In the records below, locate the line containing "Each instance receives one keypoint. Mark the white goat", then output that line and all later lines exactly, through the last one.

[START OF DATASET RECORDS]

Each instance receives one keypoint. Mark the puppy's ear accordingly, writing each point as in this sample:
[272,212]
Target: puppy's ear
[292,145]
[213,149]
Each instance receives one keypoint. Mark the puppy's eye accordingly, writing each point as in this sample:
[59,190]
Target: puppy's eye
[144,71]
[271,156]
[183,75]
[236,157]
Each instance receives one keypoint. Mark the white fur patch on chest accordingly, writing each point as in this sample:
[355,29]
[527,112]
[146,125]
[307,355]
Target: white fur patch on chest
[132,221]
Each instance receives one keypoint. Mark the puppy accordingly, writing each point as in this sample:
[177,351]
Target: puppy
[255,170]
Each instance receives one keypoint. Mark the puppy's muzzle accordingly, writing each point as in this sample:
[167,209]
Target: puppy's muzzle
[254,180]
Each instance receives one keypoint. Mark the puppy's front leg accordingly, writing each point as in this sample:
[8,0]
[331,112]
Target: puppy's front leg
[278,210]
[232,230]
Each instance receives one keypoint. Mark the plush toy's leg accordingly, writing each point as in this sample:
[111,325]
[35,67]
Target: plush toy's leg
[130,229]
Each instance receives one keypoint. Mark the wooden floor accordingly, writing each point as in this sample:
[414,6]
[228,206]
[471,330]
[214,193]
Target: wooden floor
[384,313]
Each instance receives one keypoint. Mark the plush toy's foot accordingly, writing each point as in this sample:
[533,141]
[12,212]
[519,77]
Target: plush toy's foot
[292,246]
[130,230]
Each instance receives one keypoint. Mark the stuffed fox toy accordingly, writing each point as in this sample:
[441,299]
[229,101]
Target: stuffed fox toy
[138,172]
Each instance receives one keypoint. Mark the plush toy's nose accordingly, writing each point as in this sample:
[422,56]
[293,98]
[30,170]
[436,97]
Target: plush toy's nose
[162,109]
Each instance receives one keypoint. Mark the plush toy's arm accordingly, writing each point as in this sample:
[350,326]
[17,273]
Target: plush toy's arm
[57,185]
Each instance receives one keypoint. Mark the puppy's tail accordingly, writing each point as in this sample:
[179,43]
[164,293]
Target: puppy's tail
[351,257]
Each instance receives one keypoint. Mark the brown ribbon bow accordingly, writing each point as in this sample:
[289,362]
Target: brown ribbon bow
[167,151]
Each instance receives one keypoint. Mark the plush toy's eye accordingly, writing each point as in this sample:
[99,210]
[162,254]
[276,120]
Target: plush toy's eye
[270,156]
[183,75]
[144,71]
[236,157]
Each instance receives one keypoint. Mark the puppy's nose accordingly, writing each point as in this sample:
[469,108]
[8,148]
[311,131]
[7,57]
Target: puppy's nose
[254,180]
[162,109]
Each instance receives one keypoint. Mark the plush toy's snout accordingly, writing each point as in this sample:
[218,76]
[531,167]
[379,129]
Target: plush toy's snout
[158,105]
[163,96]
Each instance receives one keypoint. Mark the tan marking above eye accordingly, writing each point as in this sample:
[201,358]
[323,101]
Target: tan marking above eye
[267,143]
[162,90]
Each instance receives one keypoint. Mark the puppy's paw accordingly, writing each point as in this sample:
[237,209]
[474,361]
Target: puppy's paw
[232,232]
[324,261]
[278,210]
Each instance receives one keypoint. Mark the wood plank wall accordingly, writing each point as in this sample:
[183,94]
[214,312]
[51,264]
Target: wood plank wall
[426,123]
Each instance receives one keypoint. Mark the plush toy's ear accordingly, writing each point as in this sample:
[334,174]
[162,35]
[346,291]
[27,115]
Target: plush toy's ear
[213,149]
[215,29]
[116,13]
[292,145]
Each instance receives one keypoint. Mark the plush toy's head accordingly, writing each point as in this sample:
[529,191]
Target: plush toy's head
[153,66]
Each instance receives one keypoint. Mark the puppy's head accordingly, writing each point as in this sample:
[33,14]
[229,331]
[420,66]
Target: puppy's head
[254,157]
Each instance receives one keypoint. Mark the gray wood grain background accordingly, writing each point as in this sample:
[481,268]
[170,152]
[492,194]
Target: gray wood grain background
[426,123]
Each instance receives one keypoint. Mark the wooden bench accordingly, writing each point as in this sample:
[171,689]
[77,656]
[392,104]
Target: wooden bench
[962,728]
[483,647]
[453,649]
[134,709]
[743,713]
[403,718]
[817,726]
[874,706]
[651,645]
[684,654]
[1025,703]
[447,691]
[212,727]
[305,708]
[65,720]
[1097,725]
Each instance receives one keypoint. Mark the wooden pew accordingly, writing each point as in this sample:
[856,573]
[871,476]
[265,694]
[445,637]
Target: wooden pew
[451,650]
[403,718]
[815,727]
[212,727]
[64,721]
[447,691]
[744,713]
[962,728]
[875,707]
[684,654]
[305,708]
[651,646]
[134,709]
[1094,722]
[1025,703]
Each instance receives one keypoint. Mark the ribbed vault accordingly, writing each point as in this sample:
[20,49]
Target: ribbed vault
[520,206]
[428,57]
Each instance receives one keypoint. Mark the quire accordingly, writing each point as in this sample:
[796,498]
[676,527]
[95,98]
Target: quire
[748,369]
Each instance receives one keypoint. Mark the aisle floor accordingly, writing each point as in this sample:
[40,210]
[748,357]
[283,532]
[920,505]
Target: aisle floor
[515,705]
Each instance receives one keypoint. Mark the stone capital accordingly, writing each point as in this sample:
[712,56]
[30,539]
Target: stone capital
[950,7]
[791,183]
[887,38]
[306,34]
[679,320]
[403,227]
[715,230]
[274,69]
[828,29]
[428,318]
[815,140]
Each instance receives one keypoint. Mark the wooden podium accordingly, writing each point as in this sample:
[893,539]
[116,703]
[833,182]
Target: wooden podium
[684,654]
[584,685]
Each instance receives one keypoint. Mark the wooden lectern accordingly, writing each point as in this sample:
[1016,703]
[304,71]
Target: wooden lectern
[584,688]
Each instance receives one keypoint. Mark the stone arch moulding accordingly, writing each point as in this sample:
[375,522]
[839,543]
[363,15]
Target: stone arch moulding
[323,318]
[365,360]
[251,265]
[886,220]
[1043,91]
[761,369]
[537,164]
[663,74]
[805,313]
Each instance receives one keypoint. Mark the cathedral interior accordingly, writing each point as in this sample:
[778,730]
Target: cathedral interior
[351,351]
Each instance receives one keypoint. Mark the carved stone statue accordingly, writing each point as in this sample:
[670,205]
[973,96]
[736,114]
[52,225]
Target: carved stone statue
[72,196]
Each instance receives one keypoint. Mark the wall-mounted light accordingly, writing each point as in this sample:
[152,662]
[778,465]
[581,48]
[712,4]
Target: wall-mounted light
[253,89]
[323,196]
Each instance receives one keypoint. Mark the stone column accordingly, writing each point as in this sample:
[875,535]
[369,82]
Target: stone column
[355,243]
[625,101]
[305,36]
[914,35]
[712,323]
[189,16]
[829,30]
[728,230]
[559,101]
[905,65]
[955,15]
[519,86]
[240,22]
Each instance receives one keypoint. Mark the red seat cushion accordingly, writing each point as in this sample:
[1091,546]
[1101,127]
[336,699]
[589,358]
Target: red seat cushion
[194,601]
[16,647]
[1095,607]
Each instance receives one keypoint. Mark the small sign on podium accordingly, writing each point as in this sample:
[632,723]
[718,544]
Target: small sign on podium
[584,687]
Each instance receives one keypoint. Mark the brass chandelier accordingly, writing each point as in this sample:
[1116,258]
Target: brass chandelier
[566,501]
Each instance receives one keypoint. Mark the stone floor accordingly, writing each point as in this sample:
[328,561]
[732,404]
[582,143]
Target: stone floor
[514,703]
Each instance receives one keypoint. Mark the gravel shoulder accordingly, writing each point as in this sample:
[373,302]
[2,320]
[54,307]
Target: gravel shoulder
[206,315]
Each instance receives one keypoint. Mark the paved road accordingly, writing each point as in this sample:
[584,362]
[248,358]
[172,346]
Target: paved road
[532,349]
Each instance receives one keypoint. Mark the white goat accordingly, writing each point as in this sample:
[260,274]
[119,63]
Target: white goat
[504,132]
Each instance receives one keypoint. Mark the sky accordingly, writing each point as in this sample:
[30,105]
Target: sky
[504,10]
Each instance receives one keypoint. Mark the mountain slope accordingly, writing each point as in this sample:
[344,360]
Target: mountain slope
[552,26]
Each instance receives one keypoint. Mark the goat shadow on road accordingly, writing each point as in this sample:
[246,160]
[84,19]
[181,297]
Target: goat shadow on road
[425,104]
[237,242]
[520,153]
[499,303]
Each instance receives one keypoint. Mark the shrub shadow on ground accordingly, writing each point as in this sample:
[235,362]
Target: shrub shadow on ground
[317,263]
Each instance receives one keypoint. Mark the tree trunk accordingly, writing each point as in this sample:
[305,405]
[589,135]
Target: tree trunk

[END OF DATASET RECORDS]

**RESULT OF THE TASK:**
Each instance receives one keypoint. Mark the white goat accordingly, writing each point as in this sample:
[260,274]
[119,63]
Target: white goat
[504,132]
Each instance receives one keypoint. Mark the sky accordingly, writing each point as in this sample:
[30,105]
Target: sky
[504,10]
Each instance receives one keypoint. Mark the mountain slope accordingly, writing each point as in this sample:
[344,360]
Target: mountain slope
[552,26]
Each instance receives one keypoint. Mark the goat shadow on road accordingly, writing each point as in this sample:
[246,160]
[84,19]
[181,297]
Target: goat shadow on road
[425,104]
[237,242]
[520,153]
[499,303]
Each instance receives one keypoint. Mark the shrub shadow on ground accordingly, writing each point as in this sample:
[235,362]
Target: shrub shadow on ground
[317,263]
Each instance receives one keypoint. Mark the tree trunk accordingly, writing each point as in this sample:
[305,405]
[589,135]
Target: tree trunk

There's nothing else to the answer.